# FWIW Info for election week.



## coinguy (Oct 13, 2008)

This is NOT a political discussion, nor should it become one!

Over the years, I have made a number of friends. Some of them work for or have connections with various gov't agencies and departments. One of them contacted me today with a word to the wise. Seems they are expecting 'problems' specifically in Chicago no matter which way the election goes. He says those in that federal agency are urging family members to stay away from cities, especially Chicago, on election day and the day after.

I have known him for over 3 decades and his info has always been right on the mark. He is urging his family members to basically lay low and stay locked and loaded. Just in case.

I know there have been various similar reports on the net and in the news. I think many are from the tin foil hat department. But I trust him. 

G


----------



## Lowdown3 (Oct 28, 2008)

This has been in the mainstream news also. 

I would take Tuesday and Wednesday off next week if I had a regular job. I work for myself so this won't be a problem.


----------



## kc5fm (Oct 12, 2008)

*Election Day Jitters*



coinguy said:


> Seems they are expecting 'problems' specifically in Chicago no matter which way the election goes. He says those in that federal agency are urging family members to stay away from cities, especially Chicago, on election day and the day after.
> 
> G


Given that AQ did an event in Spain during the election process, this is expected.

_Al Qaeda attacks around the time of elections in Spain, Britain and Pakistan have caused some experts to warn the United States is potentially vulnerable before the November 4 vote._

Neither is this new. Compare with four years ago.

Will I avoid Chicago? Probably not.

Will I BE in Chicago? Business does not take me there normally.

In other words, America, keep doing what you are doing.

As always, I encourage vigilance among our Citizens.


----------



## coinguy (Oct 13, 2008)

kc5fm said:


> Given that AQ did an event in Spain during the election process, this is expected.
> 
> In other words, America, keep doing what you are doing.
> 
> As always, I encourage vigilance among our Citizens.


Agreed. I plan nothing different other than maybe a bit more in carry supplies. I only posted it because of the exact message I got, who I got it from and the quality of the info I get from him.

But I also got word today that our local PD is pulling undercover cops from normal duty, putting them in uniform and stationing them around elementary schools. And this is something they haven't done before.

G


----------



## solaceofwinter (Oct 29, 2008)

are they expecting possible terrorist like attacks or rioting issues?


----------



## coinguy (Oct 13, 2008)

Rioting and/or celebration that could develop into rioting depending on if their candidate wins or looses. For our local PD, just to maintain a presence in case of any confrontations between both sides. There already have been a number of cases of tires being slashed in the parking lot of one large rally held here.

**Raw records**
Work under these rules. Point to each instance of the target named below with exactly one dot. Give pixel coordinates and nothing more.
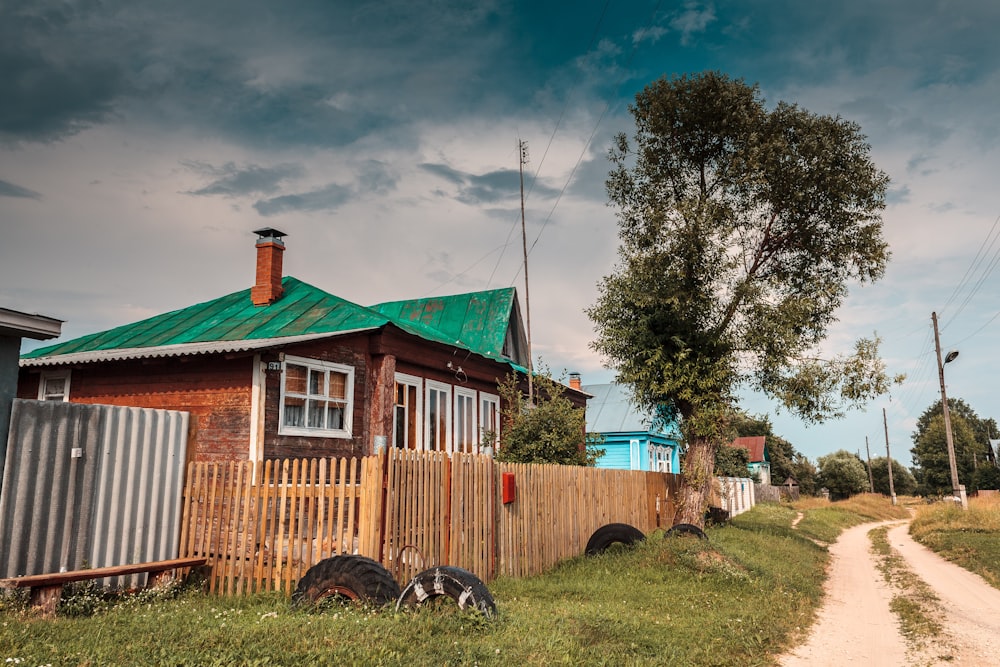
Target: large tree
(903, 482)
(970, 435)
(741, 228)
(843, 474)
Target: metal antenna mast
(522, 147)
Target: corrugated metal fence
(90, 486)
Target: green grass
(970, 538)
(825, 520)
(741, 598)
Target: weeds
(740, 598)
(966, 537)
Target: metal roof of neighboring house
(28, 325)
(756, 445)
(232, 323)
(612, 410)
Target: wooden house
(634, 439)
(760, 458)
(285, 369)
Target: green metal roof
(477, 321)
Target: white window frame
(418, 408)
(445, 390)
(471, 426)
(324, 367)
(485, 422)
(65, 375)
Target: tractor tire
(687, 529)
(460, 585)
(355, 578)
(612, 533)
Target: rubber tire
(613, 533)
(687, 529)
(460, 585)
(355, 577)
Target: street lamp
(957, 489)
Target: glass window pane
(295, 379)
(338, 385)
(335, 416)
(295, 414)
(317, 383)
(316, 409)
(55, 386)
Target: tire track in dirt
(855, 624)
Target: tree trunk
(696, 483)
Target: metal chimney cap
(269, 233)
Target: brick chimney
(574, 381)
(270, 248)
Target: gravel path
(855, 624)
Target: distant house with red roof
(760, 458)
(284, 369)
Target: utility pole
(957, 490)
(522, 147)
(871, 479)
(888, 458)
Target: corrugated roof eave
(181, 349)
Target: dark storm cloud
(376, 177)
(232, 181)
(8, 189)
(488, 188)
(54, 79)
(329, 198)
(301, 73)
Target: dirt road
(856, 625)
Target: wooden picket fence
(262, 526)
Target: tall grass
(970, 538)
(740, 598)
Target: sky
(142, 142)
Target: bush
(551, 430)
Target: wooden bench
(46, 589)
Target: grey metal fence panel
(90, 486)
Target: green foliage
(550, 431)
(967, 537)
(804, 473)
(732, 462)
(970, 435)
(902, 479)
(785, 460)
(986, 477)
(736, 599)
(843, 474)
(740, 228)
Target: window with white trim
(635, 462)
(54, 386)
(406, 412)
(466, 433)
(437, 431)
(317, 398)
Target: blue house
(634, 439)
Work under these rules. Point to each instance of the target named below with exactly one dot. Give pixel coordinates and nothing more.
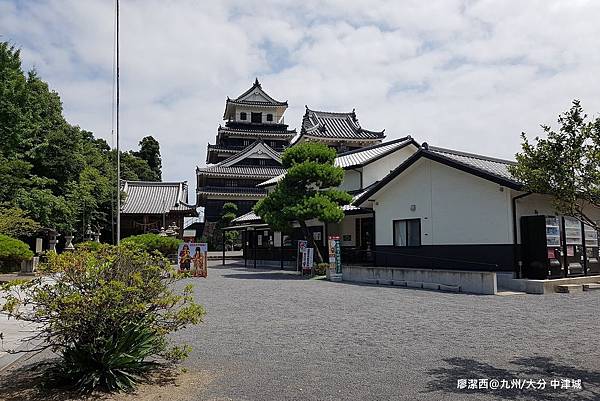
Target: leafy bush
(15, 222)
(89, 245)
(321, 269)
(115, 367)
(105, 312)
(13, 251)
(154, 242)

**Problem 1**
In the election-week thread, what did coinguy hear the local police department is doing with its undercover officers?
**Problem 2**
Name each distinct username that appears as a poster in the election-week thread.

**Complete output 1**
The department is pulling them from normal duty, putting them in uniform, and stationing them around elementary schools.

**Complete output 2**
coinguy, Lowdown3, kc5fm, solaceofwinter